Saturday, September 4, 2010

All The World's A Stage: Shakespeare's Globe

Shakespeare's Globe and I don't have a great history together.

Last time I went, well ... I fainted.

Looking back, a belly full of fish and chips on a hot summer's day probably wasn't the best idea as I found myself clutching Chloe halfway through the first act of King Lear, swaying and whispering that I was about to keel over.

Now, the great thing about keeling over at the Globe is that it happens a lot (three other people went down like trees in a forest after my little incident), which means that the staff is well prepared.  See, these really nice grey-haired ladies who could (and you'd very well want to) be your grandma, usher you out by the crook of your arm and say, "There, there, dear, you just take a seat here and we'll get you sorted."  They then lead you to a little room in the back of the theater equipped with a few cots and lots of pillows, prop your legs up above your heart and offer you a cool drink and cold compress for your forehead until you're better.  I kind of didn't want to leave.

===============

## Aim A:
Decide whether each statement agrees with the post about Shakespeare's Globe, answering yes or no and quoting the words of the post that settle it: (i) The writer's faint came during the first act of King Lear. (ii) Nobody else fainted at that performance. (iii) The staff took the writer to a room furnished with cots and pillows.
## Aim B:
Resume the post about Shakespeare's Globe, picking up right after its final sentence.
The listing after this post comes from a separate source.

## Information supplied:

===============

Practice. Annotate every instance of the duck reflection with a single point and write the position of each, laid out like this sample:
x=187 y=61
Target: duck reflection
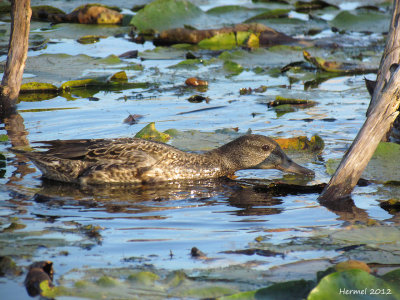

===============

## Final result A:
(i) Yes: "I found myself clutching Chloe halfway through the first act of King Lear, swaying and whispering that I was about to keel over."
(ii) No: "three other people went down like trees in a forest after my little incident"
(iii) Yes: "They then lead you to a little room in the back of the theater equipped with a few cots and lots of pillows"

## Final result B:
Even King Lear himself came backstage to ask how I was feeling, booming: "Don't miss the second half - it's really good."  I smiled wanly from my horizontal position, wondering if he was merely a hallucinatory product of my overheated state or if he was truly standing in front of me (I'm pretty sure he was real, because Chloe then said reassuringly, "King Lear wants you to get better!").

Despite his encouragement however, I did miss the second half.  Like a coward, I slunk across the Millennium Bridge with an excruciating headache and hailed the next bus, never to return, out of sheer embarrassment ...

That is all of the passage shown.